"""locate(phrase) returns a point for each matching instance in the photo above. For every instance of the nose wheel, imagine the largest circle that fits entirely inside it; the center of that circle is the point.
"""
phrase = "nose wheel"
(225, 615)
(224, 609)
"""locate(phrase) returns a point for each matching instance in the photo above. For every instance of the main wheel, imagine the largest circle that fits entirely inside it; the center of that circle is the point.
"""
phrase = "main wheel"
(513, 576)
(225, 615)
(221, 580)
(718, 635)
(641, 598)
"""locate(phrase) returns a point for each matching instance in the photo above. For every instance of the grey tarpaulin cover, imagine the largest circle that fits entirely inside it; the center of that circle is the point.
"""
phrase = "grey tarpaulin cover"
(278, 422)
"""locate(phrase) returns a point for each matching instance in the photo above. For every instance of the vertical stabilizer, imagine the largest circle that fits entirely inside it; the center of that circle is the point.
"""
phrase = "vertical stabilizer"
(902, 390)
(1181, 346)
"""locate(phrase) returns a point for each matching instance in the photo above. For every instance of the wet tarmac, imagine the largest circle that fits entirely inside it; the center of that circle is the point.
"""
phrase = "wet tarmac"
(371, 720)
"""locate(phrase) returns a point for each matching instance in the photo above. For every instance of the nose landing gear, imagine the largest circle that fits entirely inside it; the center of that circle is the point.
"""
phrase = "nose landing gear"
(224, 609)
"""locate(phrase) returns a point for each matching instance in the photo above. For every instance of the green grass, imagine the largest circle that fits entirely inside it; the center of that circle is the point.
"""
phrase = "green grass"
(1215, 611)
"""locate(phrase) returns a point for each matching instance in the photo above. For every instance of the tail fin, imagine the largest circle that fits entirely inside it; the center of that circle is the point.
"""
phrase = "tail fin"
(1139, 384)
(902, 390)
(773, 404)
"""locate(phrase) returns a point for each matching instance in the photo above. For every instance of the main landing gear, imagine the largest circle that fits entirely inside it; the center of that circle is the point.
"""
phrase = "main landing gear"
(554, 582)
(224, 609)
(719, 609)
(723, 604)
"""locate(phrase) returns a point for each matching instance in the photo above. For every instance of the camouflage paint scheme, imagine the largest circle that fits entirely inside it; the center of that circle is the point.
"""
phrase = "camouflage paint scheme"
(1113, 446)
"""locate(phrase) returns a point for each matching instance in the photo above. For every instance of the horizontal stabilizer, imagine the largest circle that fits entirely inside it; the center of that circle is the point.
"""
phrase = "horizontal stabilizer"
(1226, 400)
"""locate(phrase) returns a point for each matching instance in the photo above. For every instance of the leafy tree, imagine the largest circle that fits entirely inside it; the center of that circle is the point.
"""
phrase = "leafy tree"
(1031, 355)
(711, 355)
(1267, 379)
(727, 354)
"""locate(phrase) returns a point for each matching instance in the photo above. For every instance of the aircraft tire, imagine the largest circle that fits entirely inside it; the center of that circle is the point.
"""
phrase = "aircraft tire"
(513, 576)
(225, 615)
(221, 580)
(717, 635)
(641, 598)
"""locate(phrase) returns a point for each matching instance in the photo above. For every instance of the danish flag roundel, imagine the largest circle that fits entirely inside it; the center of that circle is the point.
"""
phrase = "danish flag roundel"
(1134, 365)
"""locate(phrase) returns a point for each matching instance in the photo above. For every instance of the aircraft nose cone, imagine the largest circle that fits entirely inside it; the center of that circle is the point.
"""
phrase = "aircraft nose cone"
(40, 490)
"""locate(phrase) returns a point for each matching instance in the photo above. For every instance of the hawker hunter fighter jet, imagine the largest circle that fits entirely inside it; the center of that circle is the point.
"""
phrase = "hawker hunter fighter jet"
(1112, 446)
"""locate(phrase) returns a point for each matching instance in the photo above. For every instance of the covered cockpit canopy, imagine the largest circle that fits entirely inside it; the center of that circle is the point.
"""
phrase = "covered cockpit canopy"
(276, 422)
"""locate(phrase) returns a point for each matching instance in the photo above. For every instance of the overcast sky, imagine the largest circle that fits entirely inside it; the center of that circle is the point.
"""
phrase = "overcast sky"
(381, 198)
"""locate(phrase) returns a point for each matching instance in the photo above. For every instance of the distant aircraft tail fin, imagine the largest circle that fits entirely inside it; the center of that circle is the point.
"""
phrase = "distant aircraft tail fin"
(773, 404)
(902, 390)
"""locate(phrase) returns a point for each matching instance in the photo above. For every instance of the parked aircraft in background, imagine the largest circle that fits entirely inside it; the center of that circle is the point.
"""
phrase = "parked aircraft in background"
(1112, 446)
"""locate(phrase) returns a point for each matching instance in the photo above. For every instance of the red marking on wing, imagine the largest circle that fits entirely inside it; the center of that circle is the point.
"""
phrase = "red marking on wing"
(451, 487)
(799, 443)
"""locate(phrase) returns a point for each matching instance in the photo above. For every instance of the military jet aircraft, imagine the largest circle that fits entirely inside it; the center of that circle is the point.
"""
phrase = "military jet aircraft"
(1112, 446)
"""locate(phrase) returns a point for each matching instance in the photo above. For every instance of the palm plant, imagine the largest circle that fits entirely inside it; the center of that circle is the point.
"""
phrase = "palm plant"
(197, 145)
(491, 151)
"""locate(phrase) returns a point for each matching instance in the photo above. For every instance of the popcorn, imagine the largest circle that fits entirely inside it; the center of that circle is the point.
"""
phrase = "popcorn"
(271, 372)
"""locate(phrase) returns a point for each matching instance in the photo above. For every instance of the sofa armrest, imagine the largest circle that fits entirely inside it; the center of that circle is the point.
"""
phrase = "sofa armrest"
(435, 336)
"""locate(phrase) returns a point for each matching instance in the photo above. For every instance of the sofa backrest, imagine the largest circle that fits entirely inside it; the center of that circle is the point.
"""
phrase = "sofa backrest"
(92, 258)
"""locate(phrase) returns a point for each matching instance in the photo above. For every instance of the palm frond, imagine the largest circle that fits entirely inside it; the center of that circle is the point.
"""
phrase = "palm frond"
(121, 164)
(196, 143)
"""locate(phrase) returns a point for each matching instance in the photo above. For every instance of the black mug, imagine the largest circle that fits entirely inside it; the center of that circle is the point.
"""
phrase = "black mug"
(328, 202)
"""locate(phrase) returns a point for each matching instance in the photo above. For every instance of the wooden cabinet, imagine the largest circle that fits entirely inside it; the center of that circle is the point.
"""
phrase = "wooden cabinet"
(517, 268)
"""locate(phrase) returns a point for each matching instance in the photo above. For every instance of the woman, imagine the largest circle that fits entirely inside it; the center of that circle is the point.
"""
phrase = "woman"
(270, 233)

•••

Action item
Make a precise copy of the records in their entirety.

Written answer
"""locate(phrase) returns a point for each matching instance in the photo above. For every instance of the nose wheel, imagine the largest circle that fits entirely inside it; the center of that circle is the point.
"""
phrase = "nose wheel"
(225, 615)
(224, 609)
"""locate(phrase) returns a point for each matching instance in the photo above. For every instance of the main wheel, imagine the largest circle that fits entirely inside it; the center of that circle is the point.
"""
phrase = "main wheel"
(513, 576)
(225, 615)
(221, 580)
(718, 635)
(641, 598)
"""locate(phrase) returns a point for each matching instance in the photo above. For every instance of the grey tarpaulin cover, imagine the largest circle that fits entirely inside it; the center of that circle is the point.
"""
phrase = "grey tarpaulin cover"
(278, 422)
"""locate(phrase) returns a point for each matching instance in the photo above. For every instance of the vertical stabilizer, imagine the largest circle that fits entirely inside it; the center of that circle is the point.
"""
phrase = "vertical stabilizer"
(902, 390)
(1181, 346)
"""locate(phrase) returns a point for each matching instance in the photo above. For every instance of the wet tarmac, imagine the largest circle that fits entirely inside it; the center of that circle is the point.
"""
phrase = "wet tarmac"
(371, 720)
"""locate(phrase) returns a point for each matching instance in the photo above. For every instance of the nose landing gear, imagine the largest circle that fits entirely inside it; the center of that circle is the point.
"""
phrase = "nose landing gear"
(224, 609)
"""locate(phrase) returns a point for each matching instance in the photo above. For every instance of the green grass, imagine the largest circle that fits entirely inside it; the center of that circle is the point.
"""
phrase = "green grass"
(1215, 611)
"""locate(phrase) returns a point for each matching instance in the photo above. For every instance of the tail fin, imagine the largest circle that fits entirely inside it; the center of that circle is the point.
"""
phrase = "tail fin"
(1139, 384)
(902, 390)
(773, 404)
"""locate(phrase) returns a point for each matching instance in the photo above. For every instance of the main landing gear, imagine the largest circle that fits entirely inside it; the center of that circle is the point.
"""
phrase = "main landing gear"
(554, 582)
(224, 609)
(719, 609)
(723, 604)
"""locate(phrase) returns a point for each matching instance in the photo above. For every instance of the camouflage paint scheme, imagine the largest circle that fits entirely inside it; the center of that circle is the point.
"""
phrase = "camouflage paint scheme"
(1113, 446)
"""locate(phrase) returns a point for each matching instance in the photo above. For every instance of the horizontal stabilizer, imagine the largest circle that fits entirely inside it; the center of that circle is the point.
"""
phrase = "horizontal stabilizer"
(1226, 400)
"""locate(phrase) returns a point for each matching instance in the photo above. For every instance of the leafy tree, imagine the largest circle that fits entirely inside it; the center of that circle is the point.
"""
phrase = "leafy tree"
(1031, 355)
(711, 355)
(1267, 379)
(727, 354)
"""locate(phrase) returns a point for each matching instance in the photo above. For every instance of the aircraft tire, imagine the largest circle that fits entirely inside it; the center of that circle is the point.
"""
phrase = "aircraft tire"
(513, 576)
(225, 615)
(221, 580)
(717, 635)
(641, 598)
"""locate(phrase) returns a point for each matching instance in the photo above. For every instance of the danish flag roundel, imagine the largest circle that fits entirely inside it; the center of that circle is the point.
"""
phrase = "danish flag roundel"
(1134, 365)
"""locate(phrase) returns a point for each matching instance in the photo above. For every instance of the aircraft nose cone, imagine the largest circle that fits entirely inside it; the center of that circle is the point.
"""
phrase = "aircraft nose cone"
(40, 490)
"""locate(phrase) returns a point for each matching instance in the photo above. For every instance of the hawker hunter fighter jet, imagine the largest circle that fits entirely inside it; the center of that circle is the point.
"""
phrase = "hawker hunter fighter jet"
(1112, 446)
"""locate(phrase) returns a point for each matching instance in the photo above. For every instance of the covered cockpit canopy, imagine the largest circle that fits entirely inside it; the center of that circle is the point.
"""
phrase = "covered cockpit canopy"
(276, 422)
"""locate(phrase) returns a point for each matching instance in the photo above. For every instance of the overcast sky, imagine the largest circle that fits entirely inside it; the center of that circle is the point.
"""
phrase = "overcast sky"
(381, 198)
"""locate(phrase) returns a point for each matching instance in the photo above. For every instance of the distant aircraft tail fin, imagine the largest circle that fits entirely inside it; the center of that circle is the point.
"""
phrase = "distant aircraft tail fin"
(773, 404)
(902, 390)
"""locate(phrase) returns a point for each matching instance in the photo above. For every instance of the parked aircraft in background, imagine the largest circle that fits entirely inside it; the center of that circle is the point.
"""
phrase = "parked aircraft in background"
(1112, 446)
"""locate(phrase) returns a point for each matching instance in the photo above. For every instance of the red marking on wing, imagine the largest circle that fits entirely inside it; the center of that circle is the point.
"""
phrase = "red marking on wing"
(451, 487)
(799, 443)
"""locate(phrase) returns a point for each matching instance in the photo above. For every instance of the military jet aircraft, imagine the largest circle that fits entirely inside it; the center of that circle is the point.
"""
phrase = "military jet aircraft"
(1112, 446)
"""locate(phrase) returns a point for each matching instance in the photo above. For every instance of the palm plant, imagine the largest circle that fits entirely inside it; the center of that circle is the point.
"""
phrase = "palm plant"
(197, 145)
(491, 151)
"""locate(phrase) returns a point for each matching instance in the photo above. For every instance of the popcorn, imagine the largest circle that fits entirely inside it; the center of that circle is the point.
"""
phrase = "popcorn"
(271, 372)
"""locate(phrase) returns a point for each matching instance in the photo above. For every instance of the sofa armrest, imagine the largest circle that fits entirely inside it; the center of that circle is the point.
"""
phrase = "sofa armrest"
(435, 336)
"""locate(phrase) returns a point for each matching instance in the photo above. For every instance of the sofa backrest, imagine the largest circle that fits entirely inside it; the center of that circle is the point.
"""
phrase = "sofa backrest"
(92, 258)
"""locate(phrase) returns a point for each matching instance in the photo above. For every instance of the palm frond, imagine the largest circle that fits entirely inside it; the center of that circle is the point.
"""
phrase = "palm frond"
(121, 164)
(196, 143)
"""locate(phrase) returns a point for each matching instance in the photo above. For every instance of the black mug, imagine the largest circle that fits entirely inside it; the center of that circle is the point.
"""
phrase = "black mug"
(328, 202)
"""locate(phrase) returns a point for each matching instance in the photo above. For every instance of the wooden cabinet, imagine the largest circle that fits entirely inside it; the center of that circle is the point.
"""
phrase = "wooden cabinet"
(517, 268)
"""locate(phrase) returns a point for each matching instance in the photo above. For every instance of the woman, imagine the largest circle that fits entirely inside it; the center of that circle is the point.
"""
phrase = "woman"
(270, 233)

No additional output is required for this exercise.